*** MATERIALS PROVIDED Section Begins ***

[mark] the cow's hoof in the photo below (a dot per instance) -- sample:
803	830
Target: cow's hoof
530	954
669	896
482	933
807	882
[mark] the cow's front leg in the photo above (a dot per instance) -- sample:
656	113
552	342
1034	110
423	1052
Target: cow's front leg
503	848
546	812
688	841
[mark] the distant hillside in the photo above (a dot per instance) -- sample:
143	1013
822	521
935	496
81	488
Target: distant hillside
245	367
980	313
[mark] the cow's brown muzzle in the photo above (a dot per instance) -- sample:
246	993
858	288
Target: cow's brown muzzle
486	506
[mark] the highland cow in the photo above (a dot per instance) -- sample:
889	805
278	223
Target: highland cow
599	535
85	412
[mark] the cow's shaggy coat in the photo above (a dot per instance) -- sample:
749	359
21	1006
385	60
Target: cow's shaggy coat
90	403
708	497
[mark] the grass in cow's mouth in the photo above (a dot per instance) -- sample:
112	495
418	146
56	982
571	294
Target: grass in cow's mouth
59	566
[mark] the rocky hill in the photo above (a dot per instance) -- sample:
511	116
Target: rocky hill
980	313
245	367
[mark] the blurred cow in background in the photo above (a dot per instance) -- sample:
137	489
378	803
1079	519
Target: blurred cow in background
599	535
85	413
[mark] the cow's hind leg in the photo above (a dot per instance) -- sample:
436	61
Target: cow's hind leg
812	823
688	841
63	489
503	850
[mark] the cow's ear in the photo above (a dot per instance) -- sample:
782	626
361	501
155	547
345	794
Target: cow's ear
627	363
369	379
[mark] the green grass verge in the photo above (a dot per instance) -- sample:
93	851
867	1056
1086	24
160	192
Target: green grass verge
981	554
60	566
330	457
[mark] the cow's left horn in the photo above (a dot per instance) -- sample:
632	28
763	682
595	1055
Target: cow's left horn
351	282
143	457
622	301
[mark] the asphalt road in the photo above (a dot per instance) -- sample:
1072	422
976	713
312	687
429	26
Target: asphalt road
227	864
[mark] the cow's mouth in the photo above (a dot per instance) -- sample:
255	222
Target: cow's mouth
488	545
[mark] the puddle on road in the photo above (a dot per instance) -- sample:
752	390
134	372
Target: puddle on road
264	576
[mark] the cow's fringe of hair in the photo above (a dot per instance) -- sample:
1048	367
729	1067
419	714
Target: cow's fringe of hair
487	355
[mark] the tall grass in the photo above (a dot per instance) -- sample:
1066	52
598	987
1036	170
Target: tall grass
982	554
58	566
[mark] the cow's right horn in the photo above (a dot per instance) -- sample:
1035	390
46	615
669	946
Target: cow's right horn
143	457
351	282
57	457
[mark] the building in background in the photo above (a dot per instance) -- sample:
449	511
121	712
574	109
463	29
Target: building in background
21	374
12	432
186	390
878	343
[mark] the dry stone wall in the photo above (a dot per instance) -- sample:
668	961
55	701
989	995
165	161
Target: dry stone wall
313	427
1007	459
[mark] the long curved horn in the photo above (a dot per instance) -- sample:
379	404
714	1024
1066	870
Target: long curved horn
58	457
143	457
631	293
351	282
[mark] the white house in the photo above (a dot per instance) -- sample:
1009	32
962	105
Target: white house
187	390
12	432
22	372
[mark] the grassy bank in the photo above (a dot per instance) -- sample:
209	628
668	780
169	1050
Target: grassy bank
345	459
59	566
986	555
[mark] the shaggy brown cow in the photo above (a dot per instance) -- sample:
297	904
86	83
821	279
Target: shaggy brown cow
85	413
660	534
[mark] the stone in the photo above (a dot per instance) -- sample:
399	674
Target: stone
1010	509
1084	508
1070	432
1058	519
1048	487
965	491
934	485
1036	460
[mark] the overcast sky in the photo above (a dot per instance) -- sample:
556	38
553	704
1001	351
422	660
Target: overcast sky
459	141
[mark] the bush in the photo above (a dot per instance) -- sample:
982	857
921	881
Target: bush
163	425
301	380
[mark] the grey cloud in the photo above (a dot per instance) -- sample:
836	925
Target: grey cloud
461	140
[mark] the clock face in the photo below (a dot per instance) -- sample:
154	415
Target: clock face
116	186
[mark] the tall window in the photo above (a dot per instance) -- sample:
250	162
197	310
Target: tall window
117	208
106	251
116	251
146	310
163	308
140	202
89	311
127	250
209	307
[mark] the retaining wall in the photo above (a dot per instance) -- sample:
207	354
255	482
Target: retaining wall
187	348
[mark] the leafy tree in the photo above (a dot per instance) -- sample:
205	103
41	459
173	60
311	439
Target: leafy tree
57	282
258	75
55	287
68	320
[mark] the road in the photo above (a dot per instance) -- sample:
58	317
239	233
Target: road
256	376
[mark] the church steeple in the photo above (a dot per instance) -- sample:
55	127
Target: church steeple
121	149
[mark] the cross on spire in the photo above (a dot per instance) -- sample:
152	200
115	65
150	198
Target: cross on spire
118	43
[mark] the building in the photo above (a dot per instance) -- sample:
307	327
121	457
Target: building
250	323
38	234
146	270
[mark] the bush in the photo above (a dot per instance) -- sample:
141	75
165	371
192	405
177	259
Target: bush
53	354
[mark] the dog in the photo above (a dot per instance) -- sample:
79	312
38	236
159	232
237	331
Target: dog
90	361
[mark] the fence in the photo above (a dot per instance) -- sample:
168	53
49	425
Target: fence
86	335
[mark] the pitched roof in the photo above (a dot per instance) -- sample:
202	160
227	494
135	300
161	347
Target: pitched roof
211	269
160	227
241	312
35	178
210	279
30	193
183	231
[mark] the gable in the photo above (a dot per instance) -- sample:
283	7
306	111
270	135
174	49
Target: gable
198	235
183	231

*** MATERIALS PROVIDED Section Ends ***

### [ASSIGNMENT]
Lines containing the word "below" are to be located in the entries and copied.

### [TASK ANSWER]
[mark] the cow's hoof in the photo below (a dot per instance) -- sample:
[mark] the clock face in the photo below (a dot per instance) -- sample:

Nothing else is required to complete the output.